▸ **TO DO**
Your reply must be the number of lines in the entries that hold the word "person", and nothing else.

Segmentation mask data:

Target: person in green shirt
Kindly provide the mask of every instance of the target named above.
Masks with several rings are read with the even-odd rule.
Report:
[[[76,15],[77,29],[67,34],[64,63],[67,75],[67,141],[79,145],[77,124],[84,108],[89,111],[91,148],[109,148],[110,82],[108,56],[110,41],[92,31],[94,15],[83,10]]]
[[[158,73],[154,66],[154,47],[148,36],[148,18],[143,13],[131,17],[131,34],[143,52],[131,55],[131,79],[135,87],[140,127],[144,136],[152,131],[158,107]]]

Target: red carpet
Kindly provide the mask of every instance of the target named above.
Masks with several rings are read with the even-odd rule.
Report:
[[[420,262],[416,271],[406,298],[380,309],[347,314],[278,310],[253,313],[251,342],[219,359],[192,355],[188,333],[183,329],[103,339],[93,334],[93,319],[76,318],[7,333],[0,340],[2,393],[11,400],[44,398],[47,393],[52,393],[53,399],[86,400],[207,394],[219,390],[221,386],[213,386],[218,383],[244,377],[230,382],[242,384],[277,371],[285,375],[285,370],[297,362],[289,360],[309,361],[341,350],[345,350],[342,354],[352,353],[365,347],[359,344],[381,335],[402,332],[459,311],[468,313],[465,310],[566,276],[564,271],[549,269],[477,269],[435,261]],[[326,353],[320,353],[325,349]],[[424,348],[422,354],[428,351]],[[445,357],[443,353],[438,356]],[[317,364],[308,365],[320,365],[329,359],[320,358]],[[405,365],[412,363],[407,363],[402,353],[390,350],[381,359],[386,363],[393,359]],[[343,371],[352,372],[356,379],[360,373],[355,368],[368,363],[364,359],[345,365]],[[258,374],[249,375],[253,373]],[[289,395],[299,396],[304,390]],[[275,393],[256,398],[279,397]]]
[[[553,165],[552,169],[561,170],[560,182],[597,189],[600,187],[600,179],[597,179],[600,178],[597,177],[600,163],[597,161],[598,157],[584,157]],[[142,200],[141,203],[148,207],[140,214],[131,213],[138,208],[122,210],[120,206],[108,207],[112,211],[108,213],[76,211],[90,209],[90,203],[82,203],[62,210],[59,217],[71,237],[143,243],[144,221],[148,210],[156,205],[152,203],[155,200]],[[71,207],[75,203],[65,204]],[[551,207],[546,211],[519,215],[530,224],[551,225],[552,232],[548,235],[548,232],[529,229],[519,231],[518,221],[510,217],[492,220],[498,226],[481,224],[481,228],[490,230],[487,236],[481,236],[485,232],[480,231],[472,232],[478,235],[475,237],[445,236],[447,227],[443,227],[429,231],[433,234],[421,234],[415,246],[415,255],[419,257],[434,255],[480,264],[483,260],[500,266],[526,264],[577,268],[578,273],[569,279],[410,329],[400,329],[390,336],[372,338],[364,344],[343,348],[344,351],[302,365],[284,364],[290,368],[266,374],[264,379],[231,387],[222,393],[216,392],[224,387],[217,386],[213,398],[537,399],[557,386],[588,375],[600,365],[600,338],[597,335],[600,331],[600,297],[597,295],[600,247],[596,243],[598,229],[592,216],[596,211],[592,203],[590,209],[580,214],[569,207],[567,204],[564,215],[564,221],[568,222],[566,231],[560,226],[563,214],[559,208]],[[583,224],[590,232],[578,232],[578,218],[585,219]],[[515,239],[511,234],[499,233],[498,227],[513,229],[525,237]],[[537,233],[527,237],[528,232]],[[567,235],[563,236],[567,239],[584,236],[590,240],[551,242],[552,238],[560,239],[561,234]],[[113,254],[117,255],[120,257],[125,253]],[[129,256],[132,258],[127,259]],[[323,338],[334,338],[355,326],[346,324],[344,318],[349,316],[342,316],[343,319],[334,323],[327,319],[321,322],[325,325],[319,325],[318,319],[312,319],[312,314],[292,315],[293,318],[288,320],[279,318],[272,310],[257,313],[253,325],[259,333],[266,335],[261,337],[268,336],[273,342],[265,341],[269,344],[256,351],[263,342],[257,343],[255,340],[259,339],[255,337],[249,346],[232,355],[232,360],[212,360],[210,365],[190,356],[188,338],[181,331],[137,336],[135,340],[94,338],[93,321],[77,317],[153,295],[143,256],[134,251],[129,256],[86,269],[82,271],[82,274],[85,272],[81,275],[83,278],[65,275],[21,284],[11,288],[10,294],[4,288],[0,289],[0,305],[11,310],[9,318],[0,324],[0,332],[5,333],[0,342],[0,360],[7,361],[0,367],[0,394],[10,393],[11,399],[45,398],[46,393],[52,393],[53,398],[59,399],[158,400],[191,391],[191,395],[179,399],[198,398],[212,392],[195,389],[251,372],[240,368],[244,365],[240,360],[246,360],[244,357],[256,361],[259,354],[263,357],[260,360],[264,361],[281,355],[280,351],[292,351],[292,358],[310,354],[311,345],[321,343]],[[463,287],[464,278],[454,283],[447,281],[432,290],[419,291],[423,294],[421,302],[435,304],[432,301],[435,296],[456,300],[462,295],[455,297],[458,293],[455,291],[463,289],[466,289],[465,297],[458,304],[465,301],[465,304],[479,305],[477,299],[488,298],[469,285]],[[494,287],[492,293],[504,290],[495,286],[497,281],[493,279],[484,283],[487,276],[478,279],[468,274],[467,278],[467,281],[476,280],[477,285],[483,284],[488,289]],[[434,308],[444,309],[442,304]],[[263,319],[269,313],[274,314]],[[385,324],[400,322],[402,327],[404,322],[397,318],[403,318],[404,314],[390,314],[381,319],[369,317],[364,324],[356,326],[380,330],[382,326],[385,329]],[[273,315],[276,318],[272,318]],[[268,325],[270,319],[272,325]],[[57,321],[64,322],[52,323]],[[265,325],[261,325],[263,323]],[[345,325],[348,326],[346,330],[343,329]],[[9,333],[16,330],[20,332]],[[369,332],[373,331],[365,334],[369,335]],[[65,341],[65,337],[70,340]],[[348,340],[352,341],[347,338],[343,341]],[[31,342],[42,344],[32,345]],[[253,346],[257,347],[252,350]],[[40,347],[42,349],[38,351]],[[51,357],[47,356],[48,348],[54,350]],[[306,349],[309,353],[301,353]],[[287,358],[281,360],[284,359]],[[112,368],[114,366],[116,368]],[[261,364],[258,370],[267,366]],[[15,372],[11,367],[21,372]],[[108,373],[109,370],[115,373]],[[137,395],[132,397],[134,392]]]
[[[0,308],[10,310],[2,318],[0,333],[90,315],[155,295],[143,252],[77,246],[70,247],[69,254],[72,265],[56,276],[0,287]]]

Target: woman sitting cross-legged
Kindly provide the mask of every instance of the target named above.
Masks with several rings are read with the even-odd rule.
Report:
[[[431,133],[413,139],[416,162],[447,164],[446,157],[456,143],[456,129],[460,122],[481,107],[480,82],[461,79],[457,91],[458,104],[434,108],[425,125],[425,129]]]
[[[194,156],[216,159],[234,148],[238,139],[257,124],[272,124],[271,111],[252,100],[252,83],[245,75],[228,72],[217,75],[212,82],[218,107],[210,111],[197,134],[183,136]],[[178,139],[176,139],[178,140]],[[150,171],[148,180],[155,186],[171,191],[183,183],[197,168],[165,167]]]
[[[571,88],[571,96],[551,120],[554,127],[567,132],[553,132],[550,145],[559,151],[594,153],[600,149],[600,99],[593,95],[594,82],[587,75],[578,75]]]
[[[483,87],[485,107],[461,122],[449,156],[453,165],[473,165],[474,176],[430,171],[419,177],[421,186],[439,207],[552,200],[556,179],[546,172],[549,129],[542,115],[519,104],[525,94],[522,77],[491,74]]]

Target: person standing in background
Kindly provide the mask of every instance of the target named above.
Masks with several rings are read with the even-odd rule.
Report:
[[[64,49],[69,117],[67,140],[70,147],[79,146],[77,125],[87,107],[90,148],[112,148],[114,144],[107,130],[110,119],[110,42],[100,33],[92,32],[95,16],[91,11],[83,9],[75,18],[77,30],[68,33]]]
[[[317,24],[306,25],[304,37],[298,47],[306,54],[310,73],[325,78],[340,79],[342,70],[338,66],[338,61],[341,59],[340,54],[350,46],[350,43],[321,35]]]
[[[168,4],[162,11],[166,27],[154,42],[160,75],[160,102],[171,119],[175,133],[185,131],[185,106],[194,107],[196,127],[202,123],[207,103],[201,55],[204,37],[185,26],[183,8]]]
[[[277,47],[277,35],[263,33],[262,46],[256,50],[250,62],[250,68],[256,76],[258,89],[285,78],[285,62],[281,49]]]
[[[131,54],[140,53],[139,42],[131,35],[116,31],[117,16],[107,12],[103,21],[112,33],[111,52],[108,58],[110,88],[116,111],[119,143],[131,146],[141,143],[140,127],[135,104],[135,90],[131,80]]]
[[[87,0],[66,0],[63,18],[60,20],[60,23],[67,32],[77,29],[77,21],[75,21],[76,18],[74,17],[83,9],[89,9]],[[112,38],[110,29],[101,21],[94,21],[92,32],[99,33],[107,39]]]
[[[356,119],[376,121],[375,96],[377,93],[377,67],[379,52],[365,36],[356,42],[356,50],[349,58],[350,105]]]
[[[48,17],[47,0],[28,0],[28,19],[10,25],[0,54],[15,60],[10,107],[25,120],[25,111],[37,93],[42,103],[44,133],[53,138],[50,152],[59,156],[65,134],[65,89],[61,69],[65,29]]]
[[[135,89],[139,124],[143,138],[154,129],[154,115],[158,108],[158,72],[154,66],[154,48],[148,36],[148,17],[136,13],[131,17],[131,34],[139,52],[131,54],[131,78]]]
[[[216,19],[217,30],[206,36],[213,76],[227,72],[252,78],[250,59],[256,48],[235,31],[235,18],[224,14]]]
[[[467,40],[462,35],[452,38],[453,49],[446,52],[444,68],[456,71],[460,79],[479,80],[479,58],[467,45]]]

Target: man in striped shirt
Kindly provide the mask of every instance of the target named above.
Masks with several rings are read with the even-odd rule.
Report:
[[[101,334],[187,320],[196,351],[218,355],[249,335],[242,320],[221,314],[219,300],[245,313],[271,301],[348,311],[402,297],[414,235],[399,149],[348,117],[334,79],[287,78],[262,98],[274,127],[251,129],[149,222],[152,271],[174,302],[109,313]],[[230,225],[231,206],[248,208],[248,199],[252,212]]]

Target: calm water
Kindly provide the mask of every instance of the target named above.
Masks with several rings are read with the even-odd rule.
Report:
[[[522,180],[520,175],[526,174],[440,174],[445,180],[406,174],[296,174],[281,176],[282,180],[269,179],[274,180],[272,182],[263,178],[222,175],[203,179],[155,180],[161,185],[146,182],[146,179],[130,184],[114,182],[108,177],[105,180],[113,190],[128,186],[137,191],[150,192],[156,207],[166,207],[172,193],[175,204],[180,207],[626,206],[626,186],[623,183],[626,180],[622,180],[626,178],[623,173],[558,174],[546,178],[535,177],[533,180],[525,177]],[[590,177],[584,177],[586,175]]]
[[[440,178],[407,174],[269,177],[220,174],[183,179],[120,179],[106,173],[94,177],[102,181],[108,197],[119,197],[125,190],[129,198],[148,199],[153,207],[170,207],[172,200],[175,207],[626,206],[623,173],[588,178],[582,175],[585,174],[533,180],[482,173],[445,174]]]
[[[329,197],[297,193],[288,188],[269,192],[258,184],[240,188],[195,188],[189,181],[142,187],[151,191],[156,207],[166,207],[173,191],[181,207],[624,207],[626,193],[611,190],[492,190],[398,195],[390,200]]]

▸ **SOLUTION FOR THIS EXERCISE**
2